━━ Information provided

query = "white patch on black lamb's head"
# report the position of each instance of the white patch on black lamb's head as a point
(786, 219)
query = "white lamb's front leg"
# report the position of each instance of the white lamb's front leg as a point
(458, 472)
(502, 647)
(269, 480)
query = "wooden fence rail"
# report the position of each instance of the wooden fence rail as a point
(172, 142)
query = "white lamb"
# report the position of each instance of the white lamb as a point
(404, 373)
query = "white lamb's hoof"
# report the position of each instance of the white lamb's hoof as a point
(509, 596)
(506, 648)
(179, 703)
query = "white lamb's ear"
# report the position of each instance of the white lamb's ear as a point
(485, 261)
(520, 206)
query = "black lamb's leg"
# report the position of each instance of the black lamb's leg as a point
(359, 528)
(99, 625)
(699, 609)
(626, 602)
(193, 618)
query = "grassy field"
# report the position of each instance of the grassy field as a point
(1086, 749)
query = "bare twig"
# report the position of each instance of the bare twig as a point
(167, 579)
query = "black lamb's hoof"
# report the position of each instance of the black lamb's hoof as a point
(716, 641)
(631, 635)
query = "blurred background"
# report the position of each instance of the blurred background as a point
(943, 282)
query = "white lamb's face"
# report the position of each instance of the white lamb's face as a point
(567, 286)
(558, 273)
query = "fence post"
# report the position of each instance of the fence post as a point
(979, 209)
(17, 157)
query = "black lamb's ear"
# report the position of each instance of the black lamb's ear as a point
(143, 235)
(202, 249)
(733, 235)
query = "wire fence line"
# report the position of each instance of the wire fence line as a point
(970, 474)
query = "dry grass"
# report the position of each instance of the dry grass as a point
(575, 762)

━━━━

Work required:
Write out the whole listing above, keeping each line exactly as it is.

Result:
query = "white patch on black lamb's head"
# report the position of each instance of the white patch on black lamb's head as a point
(786, 219)
query = "white lamb's front leg"
# report the position of each instance of the white lamb's front leg as a point
(458, 472)
(502, 647)
(269, 480)
query = "wooden fence rail"
# report the position of each instance of the wooden fence rail as a point
(172, 142)
query = "white lamb"
# report the position of each instance of the white lamb as a point
(404, 373)
query = "white lamb's hoof"
# report the position of each instance of the white lamb's hoof as a point
(509, 596)
(506, 648)
(179, 703)
query = "white lamb's ear"
# report the position of each instance of the white lamb's ear as a point
(485, 261)
(520, 206)
query = "black lamb's leg"
# report the position of each instance of the black lamb's leg as a point
(359, 528)
(99, 625)
(699, 609)
(626, 602)
(193, 618)
query = "grassy field"
# report the position of each instance of the grassy field as a point
(1086, 749)
query = "bare twig"
# report the position of each instance of the bare twig as a point
(167, 579)
query = "black lamb's hoof"
# report the position of each instance of the black lamb's hoof as a point
(716, 641)
(631, 635)
query = "blurred background"
# report the position of each instance of the blurred background as a point
(943, 282)
query = "white lamb's face"
# report the position of each instance of the white lamb's face as a point
(567, 286)
(558, 273)
query = "fence post"
# report the position of each instance of the fence post as a point
(979, 209)
(17, 157)
query = "black lamb's ear"
# report the position of each instance of the black lamb's ear as a point
(143, 235)
(202, 249)
(733, 235)
query = "wire fence line"
# report the position of each instance of the wire fence line as a point
(970, 474)
query = "dry grass"
# report the position of each instance of the dry grass as a point
(575, 762)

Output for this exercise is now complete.